> **Tâches demandées**
**A.** Résumez en deux phrases le texte sur l'esprit de camaraderie.
**B.** Recopiez le passage du texte sur l'esprit de camaraderie qui va de "Le sentiment de" à "nos gouvernants !".

> **Bloc de texte**
Le sentiment de culpabilité, voila la solution trouvée pour pallier le manque d'effectif dans nos rangs. Qui n'a jamais connu ce sentiment ? Celui-là même qui se cache sournoisement derrière l'esprit de camaraderie. Ce truc que l'on vous inculque à votre insu dès votre entrée en école ! Ce principe que l'on vous rabâche sans arrêt comme étant le pilier, la base, le principe fondamental de notre institution. Mais attention, ne vous y trompez pas ! Derrière cette mise en exergue de l’esprit de camaraderie se cache une manière bien rodée de pallier les manquements de nos gouvernants !
Combien d'entre nous n'ont jamais été confrontés à ce sentiment qui vous envahit lorsque se présente le problème du service. Te voila désigné officier de police judiciaire de permanence la nuit mais aussi planton le lendemain matin. S’il ne se passe rien, tout va bien. Mais si une galère arrive, une intervention à une heure du matin qui te tient en haleine jusqu’à quatre heures, que se passe-t-il ? Allo patron, je fais quoi ? Je prends ma récupération physiologique ? Dans ce cas c’est un de vos camarades qui prendra le planton à votre place à sept heures. Ah oui c'est vrai....il faut faire jouer l’esprit de camaraderie et prendre cette permanence. Et là, tu ramasses toute la journée et tu te tapes encore l'astreinte du soir ! Normal, tu es planton ! Et ensuite ? Tu enchaînes une journée de PAM (premier à marcher) avec une petite patrouille de nuit. Comme tu es un gars chanceux, dans une boutique qui tourne, et bien tu manges encore copieux ! Résultat ? Tu es sur les rotules mais tu as eu l'esprit de camaraderie ! Tu sais, ce truc qui n'existe nulle part ailleurs qu'en Gendarmerie ! La où dans toute autre administration, le fonctionnaire aurait dit : " Quoi ? Je viens de bosser trois heures de nuit en astreinte et vous voulez que je sois à huit heures au bureau? » Le même gars d'ailleurs à qui on ne l'aurait même pas demandé puisque, étant de permanence la nuit, il n'était pas prévu à travailler le lendemain ! Ben oui, faut être doué d’une intelligence réduite pour mettre un homme de permanence la nuit et le prévoir à travailler le lendemain matin ! Chez les civils ou les fonctionnaires, on ne connaît pas ce genre de service. Mais c'est vrai, ils n'ont pas l'esprit de camaraderie eux ! Non, ils ont juste assez d'effectif et ce genre de situation est impensable dans leur milieu. D'ailleurs, la plupart n'ont même pas conscience que cela puisse exister, et quand tu leur en parles, ils te regardent comme si tu étais un extra-terrestre et ne peuvent s’empêcher de te dire " mais comment tu peux accepter cela ? Ah mais tu dois avoir une sacrée prime alors ? " Et bien non....même pas ! J'ai l'esprit de camaraderie c'est tout !

> **Données brutes**
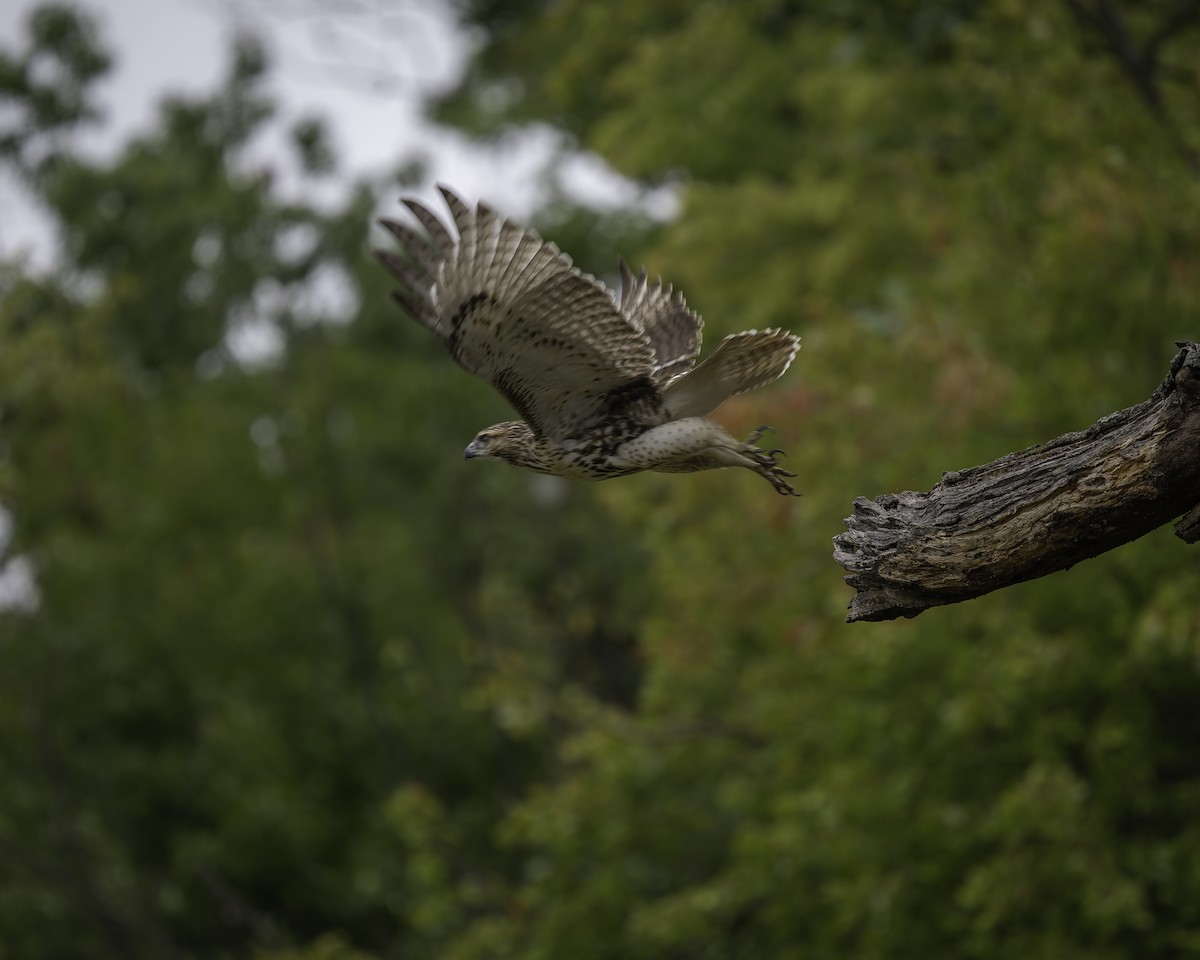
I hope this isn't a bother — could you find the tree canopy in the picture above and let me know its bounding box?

> **Les réponses**
**A.** Le texte présente l'esprit de camaraderie, inculqué dès l'entrée en école, comme un moyen de pallier le manque d'effectif en Gendarmerie par le sentiment de culpabilité. Il l'illustre par un gendarme de permanence la nuit qui enchaîne planton, astreinte et patrouille sans prime, une situation jugée impensable chez les civils ou les autres fonctionnaires, qui ont assez d'effectif.

**B.**
Le sentiment de culpabilité, voila la solution trouvée pour pallier le manque d'effectif dans nos rangs. Qui n'a jamais connu ce sentiment ? Celui-là même qui se cache sournoisement derrière l'esprit de camaraderie. Ce truc que l'on vous inculque à votre insu dès votre entrée en école ! Ce principe que l'on vous rabâche sans arrêt comme étant le pilier, la base, le principe fondamental de notre institution. Mais attention, ne vous y trompez pas ! Derrière cette mise en exergue de l’esprit de camaraderie se cache une manière bien rodée de pallier les manquements de nos gouvernants !